Image point grounding data
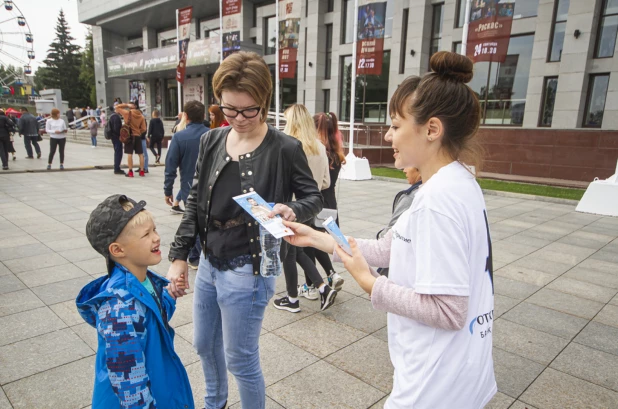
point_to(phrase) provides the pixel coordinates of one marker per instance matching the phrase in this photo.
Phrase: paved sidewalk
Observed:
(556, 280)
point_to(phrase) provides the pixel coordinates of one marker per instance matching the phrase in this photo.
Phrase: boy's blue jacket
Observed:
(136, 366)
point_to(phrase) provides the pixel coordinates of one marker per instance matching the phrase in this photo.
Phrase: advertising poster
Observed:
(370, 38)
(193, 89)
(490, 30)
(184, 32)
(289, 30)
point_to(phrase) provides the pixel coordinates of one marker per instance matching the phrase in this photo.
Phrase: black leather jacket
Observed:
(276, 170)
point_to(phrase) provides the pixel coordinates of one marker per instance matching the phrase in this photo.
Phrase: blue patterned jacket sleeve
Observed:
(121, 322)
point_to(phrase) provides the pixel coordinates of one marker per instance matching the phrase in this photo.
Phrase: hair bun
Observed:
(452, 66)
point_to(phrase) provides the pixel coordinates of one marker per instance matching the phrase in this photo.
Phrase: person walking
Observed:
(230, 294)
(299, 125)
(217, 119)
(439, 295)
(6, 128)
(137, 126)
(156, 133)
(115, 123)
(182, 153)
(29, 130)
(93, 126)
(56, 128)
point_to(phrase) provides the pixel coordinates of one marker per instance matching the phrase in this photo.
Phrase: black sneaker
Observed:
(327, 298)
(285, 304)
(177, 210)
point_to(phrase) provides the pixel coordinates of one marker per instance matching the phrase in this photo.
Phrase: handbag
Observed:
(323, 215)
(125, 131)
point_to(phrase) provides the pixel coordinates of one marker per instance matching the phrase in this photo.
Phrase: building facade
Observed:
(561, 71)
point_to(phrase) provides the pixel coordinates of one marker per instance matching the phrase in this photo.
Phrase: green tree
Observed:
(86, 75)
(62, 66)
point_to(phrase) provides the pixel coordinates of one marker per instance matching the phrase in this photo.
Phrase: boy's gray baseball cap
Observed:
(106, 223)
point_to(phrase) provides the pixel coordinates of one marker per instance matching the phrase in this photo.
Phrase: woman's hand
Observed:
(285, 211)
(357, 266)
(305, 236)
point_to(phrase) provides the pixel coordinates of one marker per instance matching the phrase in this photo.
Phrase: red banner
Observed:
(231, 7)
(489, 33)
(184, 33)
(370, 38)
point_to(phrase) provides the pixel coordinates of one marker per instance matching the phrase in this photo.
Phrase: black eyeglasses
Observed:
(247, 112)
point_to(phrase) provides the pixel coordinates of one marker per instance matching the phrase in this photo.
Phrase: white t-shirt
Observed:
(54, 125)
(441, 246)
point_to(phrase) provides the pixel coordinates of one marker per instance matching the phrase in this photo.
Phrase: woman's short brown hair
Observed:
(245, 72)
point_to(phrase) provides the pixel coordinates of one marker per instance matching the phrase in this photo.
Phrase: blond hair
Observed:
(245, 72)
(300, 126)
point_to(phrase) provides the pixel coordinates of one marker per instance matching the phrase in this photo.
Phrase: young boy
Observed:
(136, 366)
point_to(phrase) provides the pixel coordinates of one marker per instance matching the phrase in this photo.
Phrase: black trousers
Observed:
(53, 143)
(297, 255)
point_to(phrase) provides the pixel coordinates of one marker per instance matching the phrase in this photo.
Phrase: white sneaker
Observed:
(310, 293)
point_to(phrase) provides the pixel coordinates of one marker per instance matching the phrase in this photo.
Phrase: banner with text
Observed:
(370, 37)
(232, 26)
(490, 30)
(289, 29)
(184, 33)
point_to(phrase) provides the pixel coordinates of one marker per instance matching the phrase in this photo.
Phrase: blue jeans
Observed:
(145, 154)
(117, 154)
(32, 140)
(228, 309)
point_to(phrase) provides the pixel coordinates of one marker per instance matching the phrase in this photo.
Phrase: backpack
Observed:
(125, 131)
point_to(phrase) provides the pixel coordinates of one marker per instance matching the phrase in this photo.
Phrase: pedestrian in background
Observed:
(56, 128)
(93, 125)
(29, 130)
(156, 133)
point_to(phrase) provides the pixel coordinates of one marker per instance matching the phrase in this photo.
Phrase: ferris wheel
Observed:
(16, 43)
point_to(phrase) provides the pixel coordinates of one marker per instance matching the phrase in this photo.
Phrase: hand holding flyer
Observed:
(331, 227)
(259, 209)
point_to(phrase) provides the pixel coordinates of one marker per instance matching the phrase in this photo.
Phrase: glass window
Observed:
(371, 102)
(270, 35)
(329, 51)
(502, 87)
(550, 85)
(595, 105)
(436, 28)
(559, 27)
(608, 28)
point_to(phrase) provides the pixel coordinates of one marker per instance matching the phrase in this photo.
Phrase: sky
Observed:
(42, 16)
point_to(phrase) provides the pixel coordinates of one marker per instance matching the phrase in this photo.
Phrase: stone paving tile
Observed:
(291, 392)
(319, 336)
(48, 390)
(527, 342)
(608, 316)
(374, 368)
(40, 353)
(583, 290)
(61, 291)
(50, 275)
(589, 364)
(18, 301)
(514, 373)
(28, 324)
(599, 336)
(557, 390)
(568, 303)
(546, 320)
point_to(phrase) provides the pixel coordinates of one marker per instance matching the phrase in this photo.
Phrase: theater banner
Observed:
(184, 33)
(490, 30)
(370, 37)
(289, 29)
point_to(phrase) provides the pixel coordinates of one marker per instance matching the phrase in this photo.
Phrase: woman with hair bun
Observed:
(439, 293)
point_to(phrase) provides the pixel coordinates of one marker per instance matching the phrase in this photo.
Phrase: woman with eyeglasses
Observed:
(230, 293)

*TASK STATEMENT*
Return the records above exactly, without the pictures.

*SOLUTION FOR THIS EXERCISE*
point_to(phrase) provides the pixel coordinates of one marker per instance matching the phrase in this photo.
Phrase: paved sidewalk
Observed:
(556, 280)
point_to(phrase) provides the pixel coordinates of one marker per instance matching the phrase in this photo.
Phrase: boy's blue jacket
Observed:
(136, 366)
point_to(phrase) provides the pixel coordinates of one marker per instance matching the phrase in this photo.
Phrase: advertising poster
Observed:
(370, 38)
(193, 89)
(490, 30)
(184, 32)
(289, 30)
point_to(phrase) provides the pixel coordinates of one marker per instance matching the phrase in this photo.
Phrase: black leather jacket
Observed:
(276, 170)
point_to(phrase) provides the pixel coordinates of one marker per instance matching the phrase in this photo.
Phrase: blue patterned jacket sleeve
Observed:
(121, 322)
point_to(phrase) provides the pixel coordinates of one marker per instance matching the phrase in this photo.
Phrase: hair bun
Observed:
(452, 66)
point_to(phrase) provides the pixel coordinates of one marker per instance matching the phrase in this photo.
Phrase: person walking
Observed:
(230, 294)
(299, 125)
(217, 119)
(439, 295)
(6, 128)
(137, 126)
(156, 133)
(115, 123)
(182, 153)
(29, 130)
(93, 126)
(56, 128)
point_to(phrase) provides the pixel coordinates of one marker per instance matching the phrase in this photo.
Phrase: black sneaker
Observed:
(327, 298)
(285, 304)
(177, 210)
point_to(phrase) provides the pixel coordinates of one marker per instance matching the phrase in this photo.
Phrase: handbag
Observed:
(323, 215)
(125, 131)
point_to(phrase) provides the pixel coordinates of one marker per instance matching the phrase in this photo.
Phrase: building facade
Observed:
(561, 71)
point_to(phrase) provides the pixel coordinates of one marker per instance matching the phrase in this photo.
Phrase: green tree
Observed:
(86, 75)
(62, 66)
point_to(phrase) provides the pixel coordinates of one marker per instance matching the phrase in this photo.
Phrase: boy's gray baseball cap
Observed:
(106, 223)
point_to(phrase) provides the pixel coordinates of one marker per instance matching the phrase in this photo.
Phrase: woman's hand
Observed:
(285, 211)
(357, 266)
(305, 236)
point_to(phrase) provides the pixel coordinates of one marker per instance matching the phrase in this photo.
Phrase: red banner
Observed:
(231, 7)
(489, 33)
(184, 33)
(370, 38)
point_to(phrase) provides the pixel coordinates of one marker per instance matching the phrase in this photo.
Phrase: black eyeglasses
Observed:
(247, 112)
point_to(phrase) provides the pixel coordinates of one marker per instance matching the phrase in this photo.
Phrase: white t-shirt
Observed:
(54, 125)
(441, 246)
point_to(phrase) provides the pixel coordinates of one marker per instance matching the phrase in this photo.
Phrase: woman's short brown hair
Observed:
(245, 72)
point_to(phrase) provides the pixel coordinates of one marker per instance matching the phrase in this photo.
Phrase: blond hair
Observed:
(245, 72)
(300, 126)
point_to(phrase) provides the pixel coordinates of one marker per instance matching the phrase in this photo.
Phrase: young boy
Observed:
(136, 366)
point_to(phrase) provides the pixel coordinates of one marker per instance matching the phrase in this photo.
Phrase: black trousers
Observed:
(53, 143)
(297, 255)
point_to(phrase) provides the pixel coordinates of one marker per instance matching the phrase in this photo.
Phrase: white sneaker
Observed:
(310, 293)
point_to(phrase) provides the pixel coordinates of one marker per instance matching the phrase in this photo.
Phrase: banner with text
Observed:
(370, 37)
(232, 26)
(490, 30)
(289, 29)
(184, 33)
point_to(phrase) provides the pixel coordinates of one marker per instance matching the phrase in this photo.
Phrase: blue jeans
Observed:
(145, 154)
(117, 154)
(32, 140)
(228, 309)
point_to(phrase) provides the pixel coordinates of one marker per instance matching the phrase in this photo.
Phrase: backpack
Observed:
(125, 131)
point_to(phrase) provides the pixel coordinates of one marker per instance matching the phrase in this photo.
Phrase: pedestrian in background
Observed:
(56, 128)
(93, 125)
(29, 130)
(156, 133)
point_to(phrase) provides the pixel coordinates of one marker per instance matching the phrase in this photo.
Phrase: ferris wheel
Observed:
(16, 43)
point_to(phrase) provides the pixel coordinates of one marker per instance matching the phrase in this photo.
Phrase: hand holding flyer
Observed:
(331, 227)
(259, 209)
point_to(phrase) provides the pixel coordinates of one marker per instance matching the phrase in this photo.
Phrase: glass window
Observed:
(371, 102)
(270, 35)
(329, 51)
(502, 87)
(550, 85)
(595, 105)
(436, 28)
(559, 27)
(608, 28)
point_to(phrase) provides the pixel coordinates of one marker per instance matching the phrase in this photo.
Phrase: sky
Observed:
(42, 16)
point_to(phrase) provides the pixel coordinates of one marker per instance matching the phrase in this photo.
Phrase: stone paving tile
Observed:
(291, 392)
(319, 336)
(48, 390)
(527, 342)
(608, 316)
(374, 368)
(40, 353)
(583, 290)
(61, 291)
(50, 275)
(589, 364)
(18, 301)
(514, 373)
(28, 324)
(599, 336)
(557, 390)
(568, 303)
(546, 320)
point_to(phrase) provides the pixel coordinates of one marker per instance matching the phrase in this photo.
Phrase: theater banner
Observed:
(184, 33)
(490, 30)
(370, 37)
(289, 29)
point_to(phrase) provides the pixel coordinates of one marker per instance matching the phrase in this photo.
Phrase: woman with hair bun
Observed:
(439, 293)
point_to(phrase) provides the pixel coordinates of one marker per instance matching the phrase in this photo.
Phrase: woman with eyeglasses
Observed:
(230, 293)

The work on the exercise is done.